• SELECTED TEXT
+ + + +

The primary limitation of this study is the comparison of automatically calculated stiffnesses to only one expert, with experts having an inter-reader variability of approximately 10% based on a previous study [22]. The variability between the technicians was also not evaluated because no record is kept of which technician analyzed a particular case. Another limitation of the study was that the final ROI’s, and liver segmentations, were not evaluated directly. Finally, ALEC was only tested on the product version of hepatic MRE, which is a GRE-based acquisition with an MMDI inversion, and only in images acquired at 1.5 T. While this is the most common clinical setup, spin-echo and EPI sequences also exist and exams may be performed on 3T scanners. ALEC has general assumptions (mainly about relative intensities and locations of major organs) and a low failure rate in challenging images with artifact, variable intensity, and low contrast. It adaptation to other acquisitions with comparable image quality should be straightforward, with preliminary tests supporting this supposition. For exams which used alternative inversions to generate elastograms, the MMDI inversion can be included with ALEC and used to re-generate the elastograms. Alternatively, the exams may be analyzable directly by changing the spatial extent of the artifact exclusion based on the known inversion kernel size.
Future work includes the extension of the algorithm to process data from other acquisitions and 3D MRE data. The same artifact-exclusion approach can be modified to incorporate information from all three motion directions. Due to the highly-accelerated nature of 3D MRE acquisition, however, alternative initialization methods, such as the one presented in [32], may need to be used. Additionally, with an objective artifact-exclusion framework and a convenient method for data mining now available, the value of measuring the elastogram spatial information will be explored.
In conclusion, the fully automated algorithm presented in this study demonstrated better agreement with the expert than did clinical technicians and yielded results statistically equivalent to the expert. The method can be used to process all new MRE exams for clinical diagnosis or for analysis of large data volumes in longitudinal and multi-center studies. ALEC has the potential to greatly improve the reproducibility of MRE by removing the intra-reader and reducing the inter-reader variability as well as decreasing the cost of analysis.

+ + + +

• PROVIDED DATA
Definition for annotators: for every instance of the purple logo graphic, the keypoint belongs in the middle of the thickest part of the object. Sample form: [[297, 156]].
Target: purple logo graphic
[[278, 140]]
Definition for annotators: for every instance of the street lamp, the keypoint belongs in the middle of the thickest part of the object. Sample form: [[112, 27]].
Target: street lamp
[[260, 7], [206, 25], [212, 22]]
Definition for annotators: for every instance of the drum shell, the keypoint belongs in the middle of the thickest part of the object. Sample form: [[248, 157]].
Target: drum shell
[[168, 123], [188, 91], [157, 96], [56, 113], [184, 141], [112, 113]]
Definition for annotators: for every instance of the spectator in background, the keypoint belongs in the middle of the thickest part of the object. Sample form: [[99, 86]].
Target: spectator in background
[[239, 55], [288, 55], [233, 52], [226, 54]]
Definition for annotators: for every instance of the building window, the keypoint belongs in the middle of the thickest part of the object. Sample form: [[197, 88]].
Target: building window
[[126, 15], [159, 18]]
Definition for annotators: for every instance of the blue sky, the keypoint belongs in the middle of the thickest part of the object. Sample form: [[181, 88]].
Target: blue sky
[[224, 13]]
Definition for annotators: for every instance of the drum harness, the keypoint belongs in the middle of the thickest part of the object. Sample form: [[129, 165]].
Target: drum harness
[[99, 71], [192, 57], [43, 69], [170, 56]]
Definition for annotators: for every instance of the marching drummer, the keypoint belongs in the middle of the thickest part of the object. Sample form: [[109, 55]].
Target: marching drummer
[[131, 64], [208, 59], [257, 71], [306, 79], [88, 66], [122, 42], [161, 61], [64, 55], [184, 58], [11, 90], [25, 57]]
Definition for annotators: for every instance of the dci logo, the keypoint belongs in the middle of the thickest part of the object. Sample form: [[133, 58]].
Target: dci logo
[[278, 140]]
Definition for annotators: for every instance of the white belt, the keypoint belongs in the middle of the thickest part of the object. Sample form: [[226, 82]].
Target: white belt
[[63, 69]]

+ + + +

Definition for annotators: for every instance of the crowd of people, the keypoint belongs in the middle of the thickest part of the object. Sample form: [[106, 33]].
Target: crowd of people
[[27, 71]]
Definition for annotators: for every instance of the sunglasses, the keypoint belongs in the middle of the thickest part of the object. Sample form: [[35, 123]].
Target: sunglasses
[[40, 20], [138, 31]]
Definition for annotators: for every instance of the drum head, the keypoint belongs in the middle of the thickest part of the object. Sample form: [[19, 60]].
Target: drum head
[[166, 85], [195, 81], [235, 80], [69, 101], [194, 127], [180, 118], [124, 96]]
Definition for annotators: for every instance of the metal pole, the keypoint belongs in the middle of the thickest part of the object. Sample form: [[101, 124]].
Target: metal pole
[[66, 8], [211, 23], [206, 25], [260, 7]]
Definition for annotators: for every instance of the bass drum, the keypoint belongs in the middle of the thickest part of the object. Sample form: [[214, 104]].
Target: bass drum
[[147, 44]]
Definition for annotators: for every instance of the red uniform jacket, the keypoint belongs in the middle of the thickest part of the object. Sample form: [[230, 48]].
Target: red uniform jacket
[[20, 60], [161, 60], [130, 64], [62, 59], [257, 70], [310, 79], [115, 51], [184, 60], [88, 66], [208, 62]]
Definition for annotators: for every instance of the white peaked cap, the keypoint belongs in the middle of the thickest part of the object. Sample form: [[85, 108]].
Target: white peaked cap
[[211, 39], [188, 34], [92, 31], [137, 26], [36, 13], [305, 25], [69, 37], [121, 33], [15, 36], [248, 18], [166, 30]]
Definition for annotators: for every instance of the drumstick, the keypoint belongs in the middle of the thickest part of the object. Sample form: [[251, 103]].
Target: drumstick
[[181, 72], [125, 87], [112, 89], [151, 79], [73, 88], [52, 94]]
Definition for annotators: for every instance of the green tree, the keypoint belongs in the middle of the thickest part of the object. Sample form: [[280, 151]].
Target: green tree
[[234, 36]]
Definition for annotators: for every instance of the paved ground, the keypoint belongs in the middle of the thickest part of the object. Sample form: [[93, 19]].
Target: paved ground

+ + + +

• WORK TO BE COMPLETED
Rewrite the part of the liver MRE text starting with "Future work includes" and going on through "will be explored.", changing "3D MRE" to "three-dimensional MRE" each time it occurs. These rows have nothing to do with the text.

• WRITTEN ANSWER
Future work includes the extension of the algorithm to process data from other acquisitions and three-dimensional MRE data. The same artifact-exclusion approach can be modified to incorporate information from all three motion directions. Due to the highly-accelerated nature of three-dimensional MRE acquisition, however, alternative initialization methods, such as the one presented in [32], may need to be used. Additionally, with an objective artifact-exclusion framework and a convenient method for data mining now available, the value of measuring the elastogram spatial information will be explored.